:: Excerpt ::
──────

#How to copy embed.FS into container

1 messages · Page 1 of 1 (latest)

subtle sandal
#

I need to copy an entire embedded directory into the container; can it be possible in a single step ?

hollow ridge
#

not in a single step, but it should be doable by walking over it:

var e embed.FS

dir := c.Directory()

err := fs.WalkDir(e, ".", func(path string, entry fs.DirEntry, err error) error {
    if entry.IsDir() {
        return nil
    }

    content, err := e.ReadFile(path)
    if err != nil {
        return err
    }

    dir = dir.WithNewFile(path, dagger.DirectoryWithNewFileOpts{
        Contents: string(content),
    })

    return nil
})
subtle sandal
#

Thanks, do you think steps create more layers ?

hollow ridge
#

yeah, each file will be its own layer

#

@daring mural (confirmed above) do you know of any way to collapse these into one layer with buildkit? 🤔

#

just tried to make 1000 files and it failed with ....withNewFile.withNewFile.withNewFile.withNewFile.withNewFile.entries mount options is too long

daring mural
#

We'd need to find a way to expose that in our API though

hollow ridge
#

ah that seems right, yeah

daring mural
#

Probably accepting a list of files/dirs to make rather than just one at a time

#

We need a better way to support this sort of thing in long term though; Mkfile breaks once you reach 12MB or something like that (grpc limit)

hollow ridge
#

good point

#

maybe it's better to think of it as an expensive thing so it's used sparingly

daring mural
#

I'm having thoughts about doing something horrible with memfds and then doing a localdir sync from /proc/self/fd/ but i highly doubt that's a good idea

hollow ridge
#

lol - yeah, if you have a localdir you can use Container.withCopiedDirectory instead (once we add that)

──────

(Boundary annotation records)
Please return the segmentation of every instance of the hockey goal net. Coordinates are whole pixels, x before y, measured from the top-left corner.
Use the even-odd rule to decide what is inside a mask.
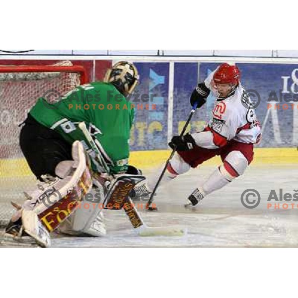
[[[8,222],[13,211],[10,201],[22,204],[23,192],[32,190],[37,182],[19,145],[18,125],[39,97],[57,101],[57,94],[87,81],[84,68],[70,61],[45,66],[0,66],[0,225]]]

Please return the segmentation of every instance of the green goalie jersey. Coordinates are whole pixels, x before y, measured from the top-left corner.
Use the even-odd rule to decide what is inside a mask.
[[[37,122],[56,131],[70,144],[82,141],[91,157],[93,169],[100,171],[94,152],[78,127],[84,121],[91,135],[99,141],[101,151],[110,161],[113,173],[127,169],[134,113],[134,105],[112,84],[103,82],[79,86],[56,103],[49,104],[39,98],[29,112]]]

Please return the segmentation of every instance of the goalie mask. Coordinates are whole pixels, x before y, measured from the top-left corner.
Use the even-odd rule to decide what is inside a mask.
[[[136,67],[130,62],[121,61],[108,70],[104,81],[113,84],[125,96],[131,93],[139,82]]]

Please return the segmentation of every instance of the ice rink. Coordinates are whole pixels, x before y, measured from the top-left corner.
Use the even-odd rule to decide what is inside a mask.
[[[141,237],[136,234],[124,212],[105,210],[107,234],[101,238],[52,238],[53,247],[288,247],[298,246],[298,209],[267,209],[271,189],[279,194],[298,189],[298,170],[293,165],[252,165],[229,185],[204,198],[199,208],[185,210],[183,204],[192,189],[213,171],[214,166],[192,169],[161,187],[156,196],[158,211],[141,212],[152,226],[179,225],[188,230],[182,236]],[[261,195],[260,205],[244,208],[240,196],[254,188]],[[271,202],[272,206],[279,202]]]
[[[293,165],[252,165],[245,174],[203,200],[196,211],[186,210],[185,198],[214,170],[214,166],[192,169],[164,186],[155,197],[158,211],[141,212],[149,226],[181,225],[182,236],[141,237],[137,235],[124,212],[105,210],[107,234],[101,238],[53,237],[53,247],[288,247],[298,246],[298,209],[289,202],[268,202],[272,189],[279,194],[298,189],[298,170]],[[261,195],[260,205],[244,208],[240,196],[253,188]],[[253,198],[251,198],[252,200]],[[267,209],[267,203],[280,203],[280,209]]]

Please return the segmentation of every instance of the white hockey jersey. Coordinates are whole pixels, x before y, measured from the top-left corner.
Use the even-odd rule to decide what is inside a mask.
[[[239,83],[229,96],[221,99],[213,80],[216,71],[204,82],[217,98],[209,127],[227,141],[257,144],[261,138],[261,125],[254,109],[250,106],[252,101],[248,95]]]

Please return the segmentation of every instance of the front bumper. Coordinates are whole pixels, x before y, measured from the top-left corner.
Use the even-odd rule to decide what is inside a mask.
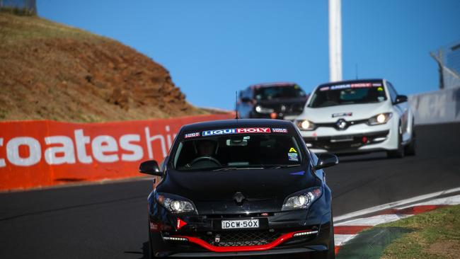
[[[149,236],[152,253],[157,257],[277,255],[333,249],[328,248],[333,237],[330,236],[330,203],[325,199],[317,200],[309,209],[270,213],[178,217],[161,207],[154,211],[158,213],[149,216]],[[260,227],[222,229],[222,220],[247,219],[259,219]]]
[[[398,127],[392,122],[369,126],[360,124],[345,130],[320,127],[314,131],[302,131],[307,147],[314,153],[366,153],[394,150],[398,148]]]

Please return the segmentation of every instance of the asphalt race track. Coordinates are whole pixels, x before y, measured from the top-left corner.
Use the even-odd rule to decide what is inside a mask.
[[[460,123],[416,129],[415,156],[340,157],[334,214],[460,186]],[[149,180],[0,194],[0,258],[143,258]]]

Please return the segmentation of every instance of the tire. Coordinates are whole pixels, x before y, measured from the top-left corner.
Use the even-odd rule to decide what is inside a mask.
[[[402,159],[404,157],[404,146],[401,144],[403,142],[403,136],[401,124],[398,127],[398,149],[386,151],[386,156],[390,159]]]
[[[154,256],[154,250],[151,244],[151,238],[150,238],[150,230],[149,230],[149,254],[146,258],[149,259],[154,259],[155,257]]]
[[[329,227],[329,249],[327,252],[315,253],[310,257],[313,259],[335,259],[335,243],[334,242],[334,221],[330,214],[330,226]]]
[[[412,128],[412,137],[410,139],[410,142],[404,147],[404,154],[407,156],[415,156],[415,147],[417,137],[415,137],[415,130],[413,127]]]
[[[335,242],[334,241],[334,221],[330,214],[330,229],[329,230],[329,250],[328,250],[328,259],[335,259]]]

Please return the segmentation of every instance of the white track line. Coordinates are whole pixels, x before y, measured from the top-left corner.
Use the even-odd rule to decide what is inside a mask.
[[[426,202],[417,203],[413,205],[408,205],[401,207],[398,207],[396,209],[403,209],[411,207],[422,206],[422,205],[455,205],[458,204],[460,204],[460,195],[428,200]]]
[[[334,235],[334,244],[335,246],[340,246],[348,242],[350,239],[354,238],[355,235]]]
[[[375,226],[380,224],[396,221],[396,220],[406,218],[412,215],[403,215],[389,214],[383,215],[372,216],[365,218],[359,218],[350,221],[335,224],[335,226]]]
[[[430,193],[430,194],[427,194],[427,195],[420,195],[420,196],[414,197],[409,198],[409,199],[406,199],[406,200],[400,200],[400,201],[397,201],[397,202],[393,202],[384,204],[384,205],[382,205],[375,206],[375,207],[370,207],[369,209],[364,209],[359,210],[357,212],[348,213],[348,214],[346,214],[345,215],[335,217],[334,217],[334,221],[338,222],[338,221],[340,221],[346,220],[346,219],[350,219],[350,218],[360,217],[360,216],[367,214],[376,212],[384,210],[384,209],[392,209],[392,208],[393,208],[395,207],[403,206],[403,205],[408,205],[408,204],[420,202],[420,201],[423,200],[433,198],[433,197],[435,197],[437,196],[440,196],[440,195],[446,195],[446,194],[449,194],[449,193],[452,193],[452,192],[459,192],[459,191],[460,191],[460,187],[458,187],[456,188],[447,190],[443,190],[443,191],[441,191],[441,192],[433,192],[433,193]]]

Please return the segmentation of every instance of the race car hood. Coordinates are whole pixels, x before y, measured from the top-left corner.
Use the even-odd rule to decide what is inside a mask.
[[[261,100],[257,102],[257,104],[263,107],[278,106],[282,104],[292,104],[292,103],[305,103],[306,98],[275,98],[272,100]]]
[[[308,120],[314,123],[334,122],[342,117],[346,120],[369,119],[379,113],[391,110],[389,102],[343,105],[323,108],[305,107],[297,120]]]
[[[261,100],[256,105],[265,108],[272,108],[276,113],[299,114],[302,112],[306,103],[306,98],[276,98],[272,100]]]
[[[306,184],[307,183],[307,184]],[[290,194],[318,186],[309,169],[251,169],[231,171],[169,171],[157,192],[171,192],[193,202],[200,214],[280,211]],[[244,197],[242,204],[236,192]]]

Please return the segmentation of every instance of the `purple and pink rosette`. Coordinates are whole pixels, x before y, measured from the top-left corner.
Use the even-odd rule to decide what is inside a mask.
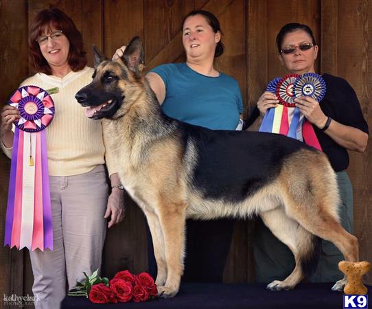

──────

:: Task set ::
A - In the thread on copying an embedded directory into a container, at about what size does Mkfile break?
B - From the thread on copying an embedded directory into a container, reproduce the passage that begins at the words "if err != nil" and stops after "more layers ?".

:: Responses in order ::
A - At around 12MB, because of a gRPC limit.

B -
if err != nil {
        return err
    }

    dir = dir.WithNewFile(path, dagger.DirectoryWithNewFileOpts{
        Contents: string(content),
    })

    return nil
})
subtle sandal
#

Thanks, do you think steps create more layers ?